## Kutipan Dokumen
Gen Z Kita Buta Politik?
Dari Pemilu 2024, kita bisa menilai gen Z kurang terpapar pendidikan politik sehingga ”critical thinking” mereka lemah.
Ilustrasi
Pemungutan suara di Pemilu 2024 telah usai. Tentu banyak hal yang bisa ditangkap, salah satu hal yang menarik untuk dianalisis, yaitu mengapa mayoritas generasi Z (gen Z) melabuhkan pilihannya ke pasangan Prabowo Subianto-Gibran Rakabuming Raka. Litbang Kompas (14 Februari 2024) melansir ada 65,9 persen gen Z usia 26 ke bawah memilih Prabowo-Gibran.
Baca Berita Seputar Pemilu 2024
Alasan mereka adalah pasangan calon presiden-wakil presiden nomor urut 2 tersebut tegas (22, 5 persen), merakyat (17,2 persen), serta program masuk akal (12,9 persen). Sementara variabel lain sangat rendah, seperti jujur/bersih/tidak korupsi (5,8 persen), cerdas (5,8 persen), dan berpengalaman (5,7 persen).

## Materi yang Disediakan
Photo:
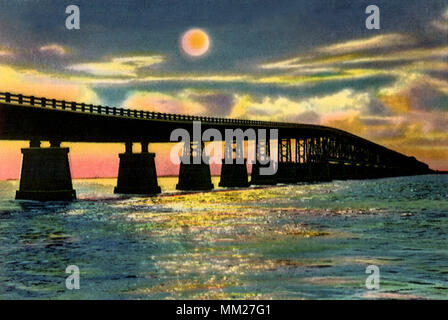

## Tugas yang Diberikan 1
Menurut kutipan dokumen tentang gen Z, berapa persen gen Z berusia 26 tahun ke bawah yang memilih Prabowo-Gibran berdasarkan data Litbang Kompas?
## Tugas yang Diberikan 2
Tuliskan lanjutan kutipan dokumen tentang gen Z, dimulai setelah kalimat terakhir yang ditampilkan.
Materi di atas tidak berhubungan dengan kutipan dokumen tentang gen Z.

## Jawaban yang Benar 1
65,9 persen.

## Jawaban yang Benar 2
Angka tersebut tidak bisa dianggap sepele. Mengingat pemilih gen Z bukan sekadar dipandang sebagai kuantifikasi angka-angka, melainkan sebagai faktor penentu masa depan suatu negara apabila mereka kritis. Lantas, apakah mayoritas gen Z di Indonesia tidak memedulikan visi, misi, dan program, serta rekam jejak capres-cawapres? Dengan bahasa lain, apakah mereka buta politik?
Baca juga: Paradoks Preferensi Generasi Z
Merujuk kepada Bertolt Brecht (1898-1956), penyair asal Jerman, buta yang terburuk adalah buta politik. Dia tidak mendengar, tidak berbicara, dan tidak berpartisipasi dalam peristiwa politik. Dia tidak tahu bahwa biaya hidup, harga kacang, harga ikan, harga tepung, biaya sewa, harga sepatu dan obat, semua tergantung pada keputusan politik.
Berikutnya, alasan paling spesifik pemilih gen Z lebih memilih paslon 2: pertama, sosok Gibran. Peneliti Litbang Kompas, Sebastian, menilai, Gibran berhasil menyuguhkan tawaran yang representatif kepada gen Z meskipun itu hanya gimik, tetapi efektif mengunggah mereka.
Meski demikian, menurut Sebastian, Gibran sulit diterima oleh kalangan anak-anak muda yang lebih rasional dalam menentukan pilihan. Pemilih gen Z menganggap Gibran representatif dari sisi usia, punya latar belakang pengusaha, dan sudah menjadi wali kota di usianya yang muda.
Padahal, secara logika sederhana semua privilese dan capaian-capaian tersebut belum tentu bisa diraih Gibran kalau dia bukan anak Presiden.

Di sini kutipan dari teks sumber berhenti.